Description of the task. Provide the data again exactly, including every line that follows.

Dataset entries:
· · ·

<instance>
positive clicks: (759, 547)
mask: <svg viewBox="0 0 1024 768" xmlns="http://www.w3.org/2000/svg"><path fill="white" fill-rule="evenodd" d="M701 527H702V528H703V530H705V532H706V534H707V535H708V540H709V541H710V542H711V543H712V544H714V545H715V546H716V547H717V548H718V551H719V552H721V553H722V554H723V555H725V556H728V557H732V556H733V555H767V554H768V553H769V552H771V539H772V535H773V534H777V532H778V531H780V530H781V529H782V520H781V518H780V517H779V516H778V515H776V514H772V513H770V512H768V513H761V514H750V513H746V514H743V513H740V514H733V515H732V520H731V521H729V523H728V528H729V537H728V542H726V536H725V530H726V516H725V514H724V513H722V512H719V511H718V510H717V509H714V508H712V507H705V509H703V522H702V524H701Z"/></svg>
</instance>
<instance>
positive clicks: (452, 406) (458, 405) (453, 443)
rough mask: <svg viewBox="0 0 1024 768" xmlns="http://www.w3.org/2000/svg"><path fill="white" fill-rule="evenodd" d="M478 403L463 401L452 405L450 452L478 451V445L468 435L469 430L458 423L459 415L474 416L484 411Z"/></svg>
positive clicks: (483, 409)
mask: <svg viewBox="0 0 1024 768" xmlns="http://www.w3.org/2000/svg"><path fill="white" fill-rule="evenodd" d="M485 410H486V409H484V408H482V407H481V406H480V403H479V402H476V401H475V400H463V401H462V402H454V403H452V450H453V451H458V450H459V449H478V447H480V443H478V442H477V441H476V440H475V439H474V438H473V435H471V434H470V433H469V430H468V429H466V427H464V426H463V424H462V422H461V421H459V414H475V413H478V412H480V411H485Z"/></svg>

· · ·

Solution for this exercise.
<instance>
positive clicks: (759, 547)
mask: <svg viewBox="0 0 1024 768" xmlns="http://www.w3.org/2000/svg"><path fill="white" fill-rule="evenodd" d="M701 527H702V528H703V530H705V532H706V534H707V535H708V540H709V541H710V542H711V543H712V544H714V545H715V546H716V547H717V548H718V551H719V552H721V553H722V554H723V555H725V556H728V557H732V556H733V555H767V554H768V553H769V552H771V539H772V535H773V534H777V532H778V531H780V530H781V529H782V520H781V518H780V517H779V516H778V515H776V514H772V513H770V512H768V513H761V514H750V513H746V514H743V513H740V514H733V515H732V520H731V521H729V523H728V528H729V537H728V542H726V536H725V530H726V516H725V514H724V513H722V512H719V511H718V510H717V509H714V508H712V507H705V509H703V522H702V524H701Z"/></svg>
</instance>
<instance>
positive clicks: (452, 406) (458, 405) (453, 443)
rough mask: <svg viewBox="0 0 1024 768" xmlns="http://www.w3.org/2000/svg"><path fill="white" fill-rule="evenodd" d="M478 403L463 401L452 405L450 452L478 451V445L468 435L469 430L458 423L459 415L474 416L484 411Z"/></svg>
positive clicks: (483, 409)
mask: <svg viewBox="0 0 1024 768" xmlns="http://www.w3.org/2000/svg"><path fill="white" fill-rule="evenodd" d="M485 410H486V409H484V408H482V407H481V406H480V403H479V402H476V401H475V400H463V401H462V402H454V403H452V450H453V451H458V450H459V449H478V447H480V443H478V442H477V441H476V440H475V439H474V438H473V435H471V434H470V433H469V430H468V429H466V427H464V426H463V424H462V422H461V421H459V414H475V413H478V412H480V411H485Z"/></svg>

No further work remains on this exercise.